Given task: Format every line of the items below as a Markdown table with the columns "Row" and "Item line," numbering the rows and skipping blank lines. Leave the pictures out of the table.

** Start of Extracted records **

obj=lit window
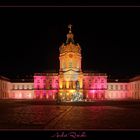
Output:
[13,85,15,89]
[125,85,127,90]
[69,62,72,68]
[110,85,113,90]
[101,85,104,89]
[101,79,104,83]
[120,85,123,90]
[116,85,118,90]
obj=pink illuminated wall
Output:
[83,75,107,100]
[34,74,59,100]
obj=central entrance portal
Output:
[59,90,83,102]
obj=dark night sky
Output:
[0,7,140,78]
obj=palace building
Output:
[0,25,140,101]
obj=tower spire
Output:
[66,24,74,44]
[68,24,72,33]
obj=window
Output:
[116,85,118,90]
[125,85,127,90]
[101,79,104,83]
[69,62,72,68]
[110,85,113,90]
[101,85,104,89]
[120,85,123,90]
[62,63,66,69]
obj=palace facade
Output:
[0,26,140,101]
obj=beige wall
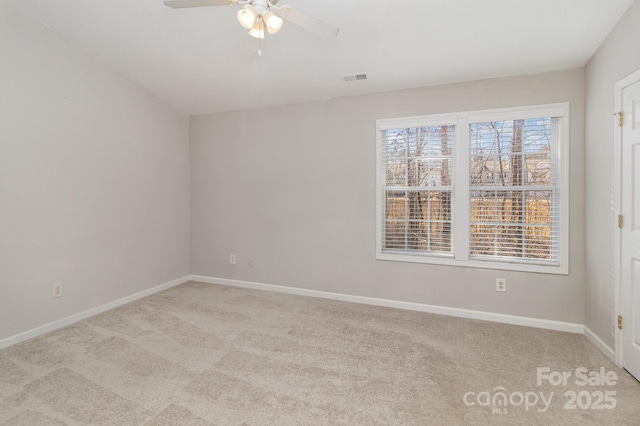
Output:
[585,1,640,348]
[191,69,585,323]
[0,3,190,340]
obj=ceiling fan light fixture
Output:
[249,16,264,40]
[262,11,284,34]
[238,4,259,30]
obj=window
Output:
[377,104,569,274]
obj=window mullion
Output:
[451,117,471,260]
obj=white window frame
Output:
[376,102,570,275]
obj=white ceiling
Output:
[9,0,633,115]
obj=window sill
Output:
[376,253,569,275]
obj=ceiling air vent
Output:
[340,73,367,83]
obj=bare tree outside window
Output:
[384,126,453,253]
[470,117,555,259]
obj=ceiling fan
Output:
[164,0,339,39]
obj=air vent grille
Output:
[341,73,367,83]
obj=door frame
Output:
[611,70,640,367]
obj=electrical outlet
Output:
[51,283,64,299]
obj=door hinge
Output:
[618,315,622,330]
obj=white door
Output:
[620,80,640,380]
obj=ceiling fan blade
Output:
[274,6,340,38]
[164,0,239,9]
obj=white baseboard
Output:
[190,275,584,336]
[584,325,617,365]
[0,276,189,349]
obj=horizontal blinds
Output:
[381,125,454,253]
[469,117,560,262]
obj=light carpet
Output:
[0,282,640,425]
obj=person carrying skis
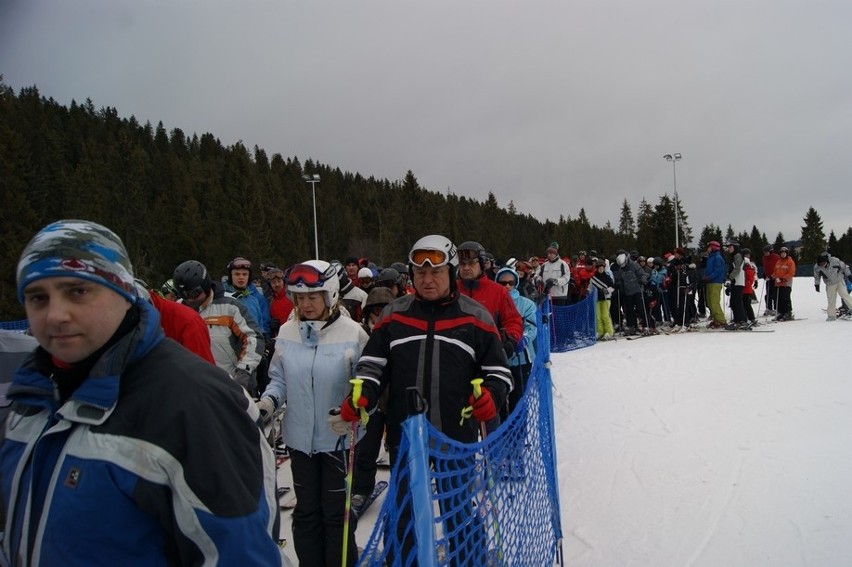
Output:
[257,260,367,567]
[772,246,796,321]
[330,235,513,565]
[814,252,852,321]
[0,220,282,567]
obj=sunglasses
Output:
[284,264,336,287]
[408,249,450,268]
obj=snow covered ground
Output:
[552,278,852,567]
[280,278,852,567]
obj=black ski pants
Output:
[290,449,358,567]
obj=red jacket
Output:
[763,250,781,278]
[743,260,757,295]
[456,274,524,344]
[269,287,293,328]
[571,264,595,297]
[772,255,796,287]
[151,292,216,365]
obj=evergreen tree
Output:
[618,199,636,239]
[636,198,656,255]
[800,207,826,264]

** End of Extracted records **

Task solution:
| Row | Item line |
|---|---|
| 1 | obj=lit window |
| 2 | Output: |
| 3 | [13,85,15,89] |
| 4 | [125,85,127,90] |
| 5 | [69,62,72,68] |
| 6 | [110,85,113,90] |
| 7 | [101,85,104,89] |
| 8 | [101,79,104,83] |
| 9 | [120,85,123,90] |
| 10 | [116,85,118,90] |
| 11 | obj=pink illuminated wall |
| 12 | Output: |
| 13 | [83,75,107,100] |
| 14 | [34,74,59,100] |
| 15 | obj=central entrance portal |
| 16 | Output: |
| 17 | [59,90,83,102] |
| 18 | obj=dark night sky |
| 19 | Output: |
| 20 | [0,7,140,78] |
| 21 | obj=palace building |
| 22 | Output: |
| 23 | [0,25,140,101] |
| 24 | obj=tower spire |
| 25 | Output: |
| 26 | [66,24,74,44] |
| 27 | [68,24,72,33] |
| 28 | obj=window |
| 29 | Output: |
| 30 | [116,85,118,90] |
| 31 | [125,85,127,90] |
| 32 | [101,79,104,83] |
| 33 | [69,62,72,68] |
| 34 | [110,85,113,90] |
| 35 | [101,85,104,89] |
| 36 | [120,85,123,90] |
| 37 | [62,63,66,69] |
| 38 | obj=palace facade |
| 39 | Output: |
| 40 | [0,26,140,101] |
| 41 | obj=beige wall |
| 42 | Output: |
| 43 | [585,1,640,348] |
| 44 | [191,69,585,323] |
| 45 | [0,3,190,340] |
| 46 | obj=ceiling fan light fixture |
| 47 | Output: |
| 48 | [249,16,264,40] |
| 49 | [262,11,284,34] |
| 50 | [238,4,259,30] |
| 51 | obj=window |
| 52 | Output: |
| 53 | [377,104,569,274] |
| 54 | obj=window mullion |
| 55 | Output: |
| 56 | [451,117,471,260] |
| 57 | obj=white window frame |
| 58 | Output: |
| 59 | [376,102,570,275] |
| 60 | obj=white ceiling |
| 61 | Output: |
| 62 | [9,0,633,115] |
| 63 | obj=window sill |
| 64 | Output: |
| 65 | [376,253,569,275] |
| 66 | obj=ceiling air vent |
| 67 | Output: |
| 68 | [340,73,367,83] |
| 69 | obj=bare tree outside window |
| 70 | Output: |
| 71 | [384,126,453,253] |
| 72 | [470,117,555,259] |
| 73 | obj=ceiling fan |
| 74 | Output: |
| 75 | [164,0,339,39] |
| 76 | obj=air vent grille |
| 77 | Output: |
| 78 | [341,73,367,83] |
| 79 | obj=door frame |
| 80 | Output: |
| 81 | [611,70,640,367] |
| 82 | obj=electrical outlet |
| 83 | Output: |
| 84 | [51,283,64,299] |
| 85 | obj=door hinge |
| 86 | Output: |
| 87 | [618,315,622,330] |
| 88 | obj=white door |
| 89 | Output: |
| 90 | [620,80,640,380] |
| 91 | obj=ceiling fan blade |
| 92 | Output: |
| 93 | [274,6,340,38] |
| 94 | [164,0,239,9] |
| 95 | obj=white baseboard |
| 96 | Output: |
| 97 | [190,275,584,336] |
| 98 | [584,325,617,365] |
| 99 | [0,276,189,349] |
| 100 | obj=horizontal blinds |
| 101 | Output: |
| 102 | [381,125,454,253] |
| 103 | [469,117,560,262] |
| 104 | obj=light carpet |
| 105 | Output: |
| 106 | [0,282,640,425] |
| 107 | obj=person carrying skis |
| 108 | Output: |
| 109 | [257,260,367,567] |
| 110 | [772,246,796,321] |
| 111 | [330,235,513,565] |
| 112 | [814,252,852,321] |
| 113 | [0,220,282,567] |
| 114 | obj=sunglasses |
| 115 | Output: |
| 116 | [284,264,336,287] |
| 117 | [408,249,450,268] |
| 118 | obj=snow covered ground |
| 119 | Output: |
| 120 | [552,278,852,567] |
| 121 | [280,278,852,567] |
| 122 | obj=black ski pants |
| 123 | Output: |
| 124 | [290,449,358,567] |
| 125 | obj=red jacket |
| 126 | Output: |
| 127 | [763,250,781,278] |
| 128 | [743,260,757,295] |
| 129 | [456,274,524,344] |
| 130 | [269,287,293,328] |
| 131 | [571,264,595,297] |
| 132 | [772,255,796,287] |
| 133 | [151,292,216,365] |
| 134 | obj=evergreen tree |
| 135 | Output: |
| 136 | [618,199,636,239] |
| 137 | [636,198,656,255] |
| 138 | [800,207,826,264] |